## MATERIAL FOR THIS TASK

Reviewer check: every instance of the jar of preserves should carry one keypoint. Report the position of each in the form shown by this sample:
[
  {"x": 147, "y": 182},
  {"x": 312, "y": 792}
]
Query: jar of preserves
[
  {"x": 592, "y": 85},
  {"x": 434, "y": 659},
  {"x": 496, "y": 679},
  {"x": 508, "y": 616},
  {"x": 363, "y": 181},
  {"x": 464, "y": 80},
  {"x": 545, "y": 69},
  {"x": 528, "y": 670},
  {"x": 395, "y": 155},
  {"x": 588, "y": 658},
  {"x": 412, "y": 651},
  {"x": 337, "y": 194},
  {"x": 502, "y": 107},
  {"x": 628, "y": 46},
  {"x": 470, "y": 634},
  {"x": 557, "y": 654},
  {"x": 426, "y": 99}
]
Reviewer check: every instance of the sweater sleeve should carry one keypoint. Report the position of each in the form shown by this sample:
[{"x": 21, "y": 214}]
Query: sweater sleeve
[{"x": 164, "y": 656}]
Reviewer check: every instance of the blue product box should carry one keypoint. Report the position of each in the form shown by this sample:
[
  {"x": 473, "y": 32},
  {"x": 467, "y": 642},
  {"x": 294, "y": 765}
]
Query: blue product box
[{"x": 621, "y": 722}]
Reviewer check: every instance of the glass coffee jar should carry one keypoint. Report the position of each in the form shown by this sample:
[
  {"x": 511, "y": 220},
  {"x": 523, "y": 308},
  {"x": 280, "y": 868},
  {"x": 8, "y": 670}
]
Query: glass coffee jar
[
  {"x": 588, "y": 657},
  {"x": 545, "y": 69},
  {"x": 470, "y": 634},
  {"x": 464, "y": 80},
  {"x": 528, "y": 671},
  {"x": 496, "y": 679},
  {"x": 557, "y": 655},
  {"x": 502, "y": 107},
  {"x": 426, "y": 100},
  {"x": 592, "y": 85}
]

* * *

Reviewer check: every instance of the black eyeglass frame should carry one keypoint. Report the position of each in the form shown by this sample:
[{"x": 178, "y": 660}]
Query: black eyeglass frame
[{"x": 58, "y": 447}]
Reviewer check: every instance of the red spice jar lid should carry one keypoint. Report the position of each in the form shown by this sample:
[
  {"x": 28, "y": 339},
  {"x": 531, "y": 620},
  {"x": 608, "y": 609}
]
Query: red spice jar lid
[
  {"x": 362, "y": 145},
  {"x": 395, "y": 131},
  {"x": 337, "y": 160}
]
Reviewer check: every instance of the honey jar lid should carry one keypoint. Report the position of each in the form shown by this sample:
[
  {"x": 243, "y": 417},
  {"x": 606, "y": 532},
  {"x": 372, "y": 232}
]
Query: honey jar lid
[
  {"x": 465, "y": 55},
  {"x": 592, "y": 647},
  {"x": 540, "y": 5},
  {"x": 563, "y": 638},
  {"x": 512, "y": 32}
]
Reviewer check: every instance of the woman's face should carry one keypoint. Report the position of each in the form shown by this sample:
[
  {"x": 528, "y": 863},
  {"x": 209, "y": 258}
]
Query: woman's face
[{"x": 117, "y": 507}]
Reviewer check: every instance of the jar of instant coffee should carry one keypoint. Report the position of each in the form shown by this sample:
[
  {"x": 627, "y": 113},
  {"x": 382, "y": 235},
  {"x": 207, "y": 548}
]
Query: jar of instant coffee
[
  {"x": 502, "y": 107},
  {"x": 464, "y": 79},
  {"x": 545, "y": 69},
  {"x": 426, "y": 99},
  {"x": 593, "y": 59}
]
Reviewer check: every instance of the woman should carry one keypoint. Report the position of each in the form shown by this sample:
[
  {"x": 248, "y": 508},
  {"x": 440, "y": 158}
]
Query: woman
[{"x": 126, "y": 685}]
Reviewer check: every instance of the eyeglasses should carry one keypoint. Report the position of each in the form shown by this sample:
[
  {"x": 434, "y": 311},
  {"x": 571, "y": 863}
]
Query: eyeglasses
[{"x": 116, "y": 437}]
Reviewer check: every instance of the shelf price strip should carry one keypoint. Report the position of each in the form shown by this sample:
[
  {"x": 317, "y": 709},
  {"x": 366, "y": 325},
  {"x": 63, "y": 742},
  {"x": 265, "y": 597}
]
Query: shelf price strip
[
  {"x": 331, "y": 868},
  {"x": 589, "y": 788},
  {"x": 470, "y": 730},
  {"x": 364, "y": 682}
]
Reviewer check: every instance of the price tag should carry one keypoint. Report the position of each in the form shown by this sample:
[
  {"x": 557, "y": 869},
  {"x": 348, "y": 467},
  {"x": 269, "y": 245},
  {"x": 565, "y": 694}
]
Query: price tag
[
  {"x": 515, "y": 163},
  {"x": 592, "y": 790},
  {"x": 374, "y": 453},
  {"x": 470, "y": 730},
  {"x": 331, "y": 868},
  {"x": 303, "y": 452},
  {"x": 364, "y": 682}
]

...

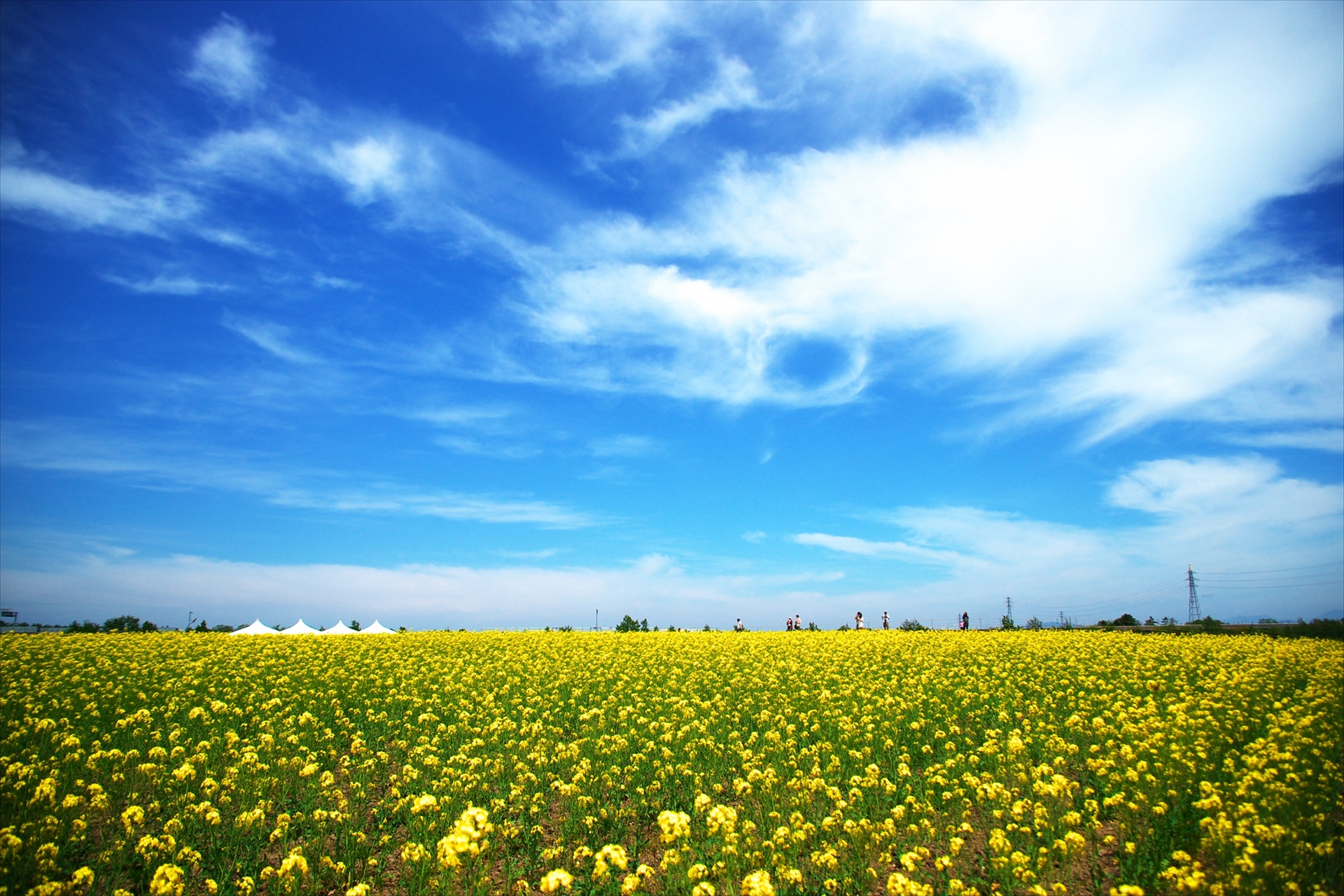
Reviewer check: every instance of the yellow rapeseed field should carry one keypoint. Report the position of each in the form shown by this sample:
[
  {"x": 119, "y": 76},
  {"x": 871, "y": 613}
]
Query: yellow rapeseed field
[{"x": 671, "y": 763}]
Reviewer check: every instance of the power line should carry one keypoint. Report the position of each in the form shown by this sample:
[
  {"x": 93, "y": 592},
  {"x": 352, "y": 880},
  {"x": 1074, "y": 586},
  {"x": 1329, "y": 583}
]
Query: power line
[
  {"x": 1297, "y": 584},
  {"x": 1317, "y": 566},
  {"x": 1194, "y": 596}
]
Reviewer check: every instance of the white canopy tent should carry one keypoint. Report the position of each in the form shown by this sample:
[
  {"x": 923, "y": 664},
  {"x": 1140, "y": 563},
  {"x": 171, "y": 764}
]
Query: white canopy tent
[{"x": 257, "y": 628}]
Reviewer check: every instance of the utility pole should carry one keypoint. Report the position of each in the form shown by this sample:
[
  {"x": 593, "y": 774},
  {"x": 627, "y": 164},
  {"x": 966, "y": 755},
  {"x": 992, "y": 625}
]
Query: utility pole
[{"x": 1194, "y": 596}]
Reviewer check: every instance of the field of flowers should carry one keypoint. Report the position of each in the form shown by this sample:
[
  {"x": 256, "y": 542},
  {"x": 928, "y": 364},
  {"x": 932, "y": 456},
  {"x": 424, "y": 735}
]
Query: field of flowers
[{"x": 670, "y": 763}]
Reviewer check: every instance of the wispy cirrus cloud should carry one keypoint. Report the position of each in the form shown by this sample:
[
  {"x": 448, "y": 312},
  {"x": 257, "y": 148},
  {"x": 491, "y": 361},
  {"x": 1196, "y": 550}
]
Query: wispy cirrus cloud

## WHAT THE TASK ASKS
Please show every line of the items above that contains the string "coffee", copying each line in full.

## TASK RESULT
Reviewer check: every instance of the glass coffee jar should carry one keypoint. Report the position of each in the form shown by this sample:
Query: glass coffee jar
Reviewer check: every instance of the jar of instant coffee should carry one keypoint. Report the position of each in the form shown by this sample:
Query: jar of instant coffee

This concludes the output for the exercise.